EXERCISE =
Render the material as a numbered list, leaving out blank lines, from the start of the records up to and including the line that contains "(167, 365), (199, 375)".
━━━ MATERIAL PROVIDED ━━━
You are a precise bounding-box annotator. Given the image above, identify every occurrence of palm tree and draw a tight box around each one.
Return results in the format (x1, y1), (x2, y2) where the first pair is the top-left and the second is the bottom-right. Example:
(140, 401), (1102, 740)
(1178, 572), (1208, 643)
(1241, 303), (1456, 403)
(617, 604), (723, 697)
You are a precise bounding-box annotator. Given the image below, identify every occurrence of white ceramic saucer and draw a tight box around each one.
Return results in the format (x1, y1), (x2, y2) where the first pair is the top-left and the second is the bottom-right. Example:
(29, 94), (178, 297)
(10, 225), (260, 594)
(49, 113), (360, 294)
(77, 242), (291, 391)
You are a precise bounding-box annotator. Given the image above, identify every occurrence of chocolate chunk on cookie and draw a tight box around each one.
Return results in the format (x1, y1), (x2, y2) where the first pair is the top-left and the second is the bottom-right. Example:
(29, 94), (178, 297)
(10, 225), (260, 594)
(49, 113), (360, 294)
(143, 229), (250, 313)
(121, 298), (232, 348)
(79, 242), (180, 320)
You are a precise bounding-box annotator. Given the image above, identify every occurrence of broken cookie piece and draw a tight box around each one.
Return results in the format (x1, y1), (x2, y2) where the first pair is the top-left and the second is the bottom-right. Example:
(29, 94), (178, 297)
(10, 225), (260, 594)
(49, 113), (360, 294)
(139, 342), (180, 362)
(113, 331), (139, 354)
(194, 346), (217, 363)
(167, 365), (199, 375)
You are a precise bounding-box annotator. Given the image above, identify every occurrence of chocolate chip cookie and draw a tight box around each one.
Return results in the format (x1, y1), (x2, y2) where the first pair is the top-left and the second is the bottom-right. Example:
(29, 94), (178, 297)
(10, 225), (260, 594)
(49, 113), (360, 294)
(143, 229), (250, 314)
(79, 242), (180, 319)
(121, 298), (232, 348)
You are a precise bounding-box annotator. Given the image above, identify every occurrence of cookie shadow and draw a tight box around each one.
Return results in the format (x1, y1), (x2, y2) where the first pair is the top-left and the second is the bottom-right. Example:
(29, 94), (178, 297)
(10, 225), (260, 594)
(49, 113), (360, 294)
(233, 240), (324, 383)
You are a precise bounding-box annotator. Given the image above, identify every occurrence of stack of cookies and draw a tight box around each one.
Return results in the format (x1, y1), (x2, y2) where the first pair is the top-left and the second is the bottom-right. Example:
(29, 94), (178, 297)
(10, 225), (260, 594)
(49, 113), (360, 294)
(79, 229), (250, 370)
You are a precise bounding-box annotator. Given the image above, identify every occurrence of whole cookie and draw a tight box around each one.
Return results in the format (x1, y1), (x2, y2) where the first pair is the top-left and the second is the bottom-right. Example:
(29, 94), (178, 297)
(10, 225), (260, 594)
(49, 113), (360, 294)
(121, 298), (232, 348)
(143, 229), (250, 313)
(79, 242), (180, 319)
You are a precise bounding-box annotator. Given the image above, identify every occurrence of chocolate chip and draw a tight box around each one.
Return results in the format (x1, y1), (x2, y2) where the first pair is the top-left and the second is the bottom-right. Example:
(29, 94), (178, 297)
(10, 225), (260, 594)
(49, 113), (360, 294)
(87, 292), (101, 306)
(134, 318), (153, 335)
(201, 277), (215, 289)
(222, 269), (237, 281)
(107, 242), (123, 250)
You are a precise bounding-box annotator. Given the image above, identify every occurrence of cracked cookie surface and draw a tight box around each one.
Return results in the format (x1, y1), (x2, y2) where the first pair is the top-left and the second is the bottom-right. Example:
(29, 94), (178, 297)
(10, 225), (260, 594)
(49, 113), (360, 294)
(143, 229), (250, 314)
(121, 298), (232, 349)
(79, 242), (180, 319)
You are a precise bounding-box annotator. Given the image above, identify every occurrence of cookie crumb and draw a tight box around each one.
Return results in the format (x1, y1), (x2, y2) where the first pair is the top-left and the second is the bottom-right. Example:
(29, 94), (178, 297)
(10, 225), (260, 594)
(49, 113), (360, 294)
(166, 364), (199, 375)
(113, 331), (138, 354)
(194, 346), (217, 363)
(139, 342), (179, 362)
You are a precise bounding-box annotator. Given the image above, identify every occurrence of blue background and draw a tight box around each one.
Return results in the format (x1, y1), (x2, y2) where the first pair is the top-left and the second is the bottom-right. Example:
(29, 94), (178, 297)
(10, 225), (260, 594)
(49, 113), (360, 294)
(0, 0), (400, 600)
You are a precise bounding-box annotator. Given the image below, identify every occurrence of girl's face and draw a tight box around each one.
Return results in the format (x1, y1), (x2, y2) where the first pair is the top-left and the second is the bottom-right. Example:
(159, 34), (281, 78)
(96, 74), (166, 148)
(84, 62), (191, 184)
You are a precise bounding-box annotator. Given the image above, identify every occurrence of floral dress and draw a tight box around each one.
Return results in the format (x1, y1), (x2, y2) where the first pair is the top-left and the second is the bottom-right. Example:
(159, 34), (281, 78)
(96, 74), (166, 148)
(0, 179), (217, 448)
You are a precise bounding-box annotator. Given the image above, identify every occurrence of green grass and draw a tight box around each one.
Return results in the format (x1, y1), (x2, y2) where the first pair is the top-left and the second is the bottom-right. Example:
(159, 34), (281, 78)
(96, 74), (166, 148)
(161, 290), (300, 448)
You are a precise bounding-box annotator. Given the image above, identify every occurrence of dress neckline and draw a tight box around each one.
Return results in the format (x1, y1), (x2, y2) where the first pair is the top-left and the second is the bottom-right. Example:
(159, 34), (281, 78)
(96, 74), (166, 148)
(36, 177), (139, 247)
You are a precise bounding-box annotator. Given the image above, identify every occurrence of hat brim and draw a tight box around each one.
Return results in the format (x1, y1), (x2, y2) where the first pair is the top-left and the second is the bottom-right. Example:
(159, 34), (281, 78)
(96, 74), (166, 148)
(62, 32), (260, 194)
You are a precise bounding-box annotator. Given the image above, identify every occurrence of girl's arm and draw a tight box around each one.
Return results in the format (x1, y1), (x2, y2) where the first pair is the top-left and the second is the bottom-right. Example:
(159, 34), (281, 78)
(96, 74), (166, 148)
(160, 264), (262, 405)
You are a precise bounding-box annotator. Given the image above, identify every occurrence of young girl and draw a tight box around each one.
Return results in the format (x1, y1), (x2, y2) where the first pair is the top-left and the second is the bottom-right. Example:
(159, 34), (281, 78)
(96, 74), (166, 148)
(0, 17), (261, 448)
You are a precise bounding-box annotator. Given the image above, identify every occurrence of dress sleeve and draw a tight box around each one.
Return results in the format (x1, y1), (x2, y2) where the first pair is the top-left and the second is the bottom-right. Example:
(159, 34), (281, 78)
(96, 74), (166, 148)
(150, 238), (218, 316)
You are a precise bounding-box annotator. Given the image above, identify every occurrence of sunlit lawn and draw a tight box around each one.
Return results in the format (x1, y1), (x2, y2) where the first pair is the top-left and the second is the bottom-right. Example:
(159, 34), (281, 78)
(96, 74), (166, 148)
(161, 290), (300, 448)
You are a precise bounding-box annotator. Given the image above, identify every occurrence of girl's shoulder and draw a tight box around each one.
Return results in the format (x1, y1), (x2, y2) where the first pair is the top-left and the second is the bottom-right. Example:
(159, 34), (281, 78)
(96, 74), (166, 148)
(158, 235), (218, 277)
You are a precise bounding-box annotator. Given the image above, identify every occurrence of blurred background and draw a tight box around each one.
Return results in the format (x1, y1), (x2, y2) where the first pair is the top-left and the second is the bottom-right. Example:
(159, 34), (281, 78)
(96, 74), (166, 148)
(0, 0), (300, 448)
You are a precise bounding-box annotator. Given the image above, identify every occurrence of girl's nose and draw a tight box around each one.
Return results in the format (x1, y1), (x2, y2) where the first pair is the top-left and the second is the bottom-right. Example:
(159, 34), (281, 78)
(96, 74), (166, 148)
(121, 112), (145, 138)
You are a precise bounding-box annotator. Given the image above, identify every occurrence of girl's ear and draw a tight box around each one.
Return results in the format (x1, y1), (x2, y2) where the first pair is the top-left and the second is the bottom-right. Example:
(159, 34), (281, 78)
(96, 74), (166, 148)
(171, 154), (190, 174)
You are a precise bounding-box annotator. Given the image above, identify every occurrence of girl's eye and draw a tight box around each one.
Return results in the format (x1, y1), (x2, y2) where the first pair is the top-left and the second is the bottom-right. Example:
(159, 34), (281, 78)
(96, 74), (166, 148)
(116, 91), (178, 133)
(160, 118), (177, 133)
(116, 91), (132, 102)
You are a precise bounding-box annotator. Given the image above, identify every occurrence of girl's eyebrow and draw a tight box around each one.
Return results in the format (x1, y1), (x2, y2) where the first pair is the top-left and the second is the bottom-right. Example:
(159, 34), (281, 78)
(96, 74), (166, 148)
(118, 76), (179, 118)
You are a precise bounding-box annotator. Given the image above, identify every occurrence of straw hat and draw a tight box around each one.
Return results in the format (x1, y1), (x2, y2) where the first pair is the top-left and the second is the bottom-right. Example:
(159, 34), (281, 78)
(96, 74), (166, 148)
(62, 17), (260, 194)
━━━
COMPLETED TASK =
1. You are a precise bounding-box annotator. Given the image above, identify every occurrence of palm tree and draw a tight box around each one.
2. Return results in the format (x1, y1), (x2, y2) where the first pair is the top-left and the second is the bottom-right. Example:
3. (140, 401), (1102, 740)
4. (1178, 572), (1208, 643)
5. (1241, 303), (1456, 403)
6. (617, 604), (723, 697)
7. You are a precise bounding-box annotator. Given the image below, identify every occurrence of white ceramic saucer and draw a tight box around each one.
8. Return results in the format (x1, y1), (x2, y2) where the first pair is the top-left and the second is the bottom-right. Example:
9. (29, 94), (178, 297)
10. (10, 225), (260, 594)
11. (49, 113), (360, 294)
12. (77, 242), (291, 391)
13. You are a precise bounding-box annotator. Given the image above, identify every occurrence of chocolate chunk on cookie and draw a tight box around each one.
14. Return results in the format (x1, y1), (x2, y2) where the first pair is the top-left and the second is the bottom-right. Example:
15. (29, 94), (178, 297)
16. (10, 225), (260, 594)
17. (49, 113), (360, 294)
18. (143, 229), (250, 313)
19. (121, 298), (232, 348)
20. (79, 242), (180, 320)
21. You are a precise bounding-box annotator. Given the image above, identify every occurrence of broken cookie piece and draw a tight box around each one.
22. Return results in the format (x1, y1), (x2, y2) where the first pair is the top-left and the second is the bottom-right. Example:
23. (29, 94), (178, 297)
24. (10, 225), (260, 594)
25. (49, 113), (360, 294)
26. (139, 342), (180, 362)
27. (113, 331), (139, 354)
28. (194, 346), (217, 363)
29. (167, 365), (199, 375)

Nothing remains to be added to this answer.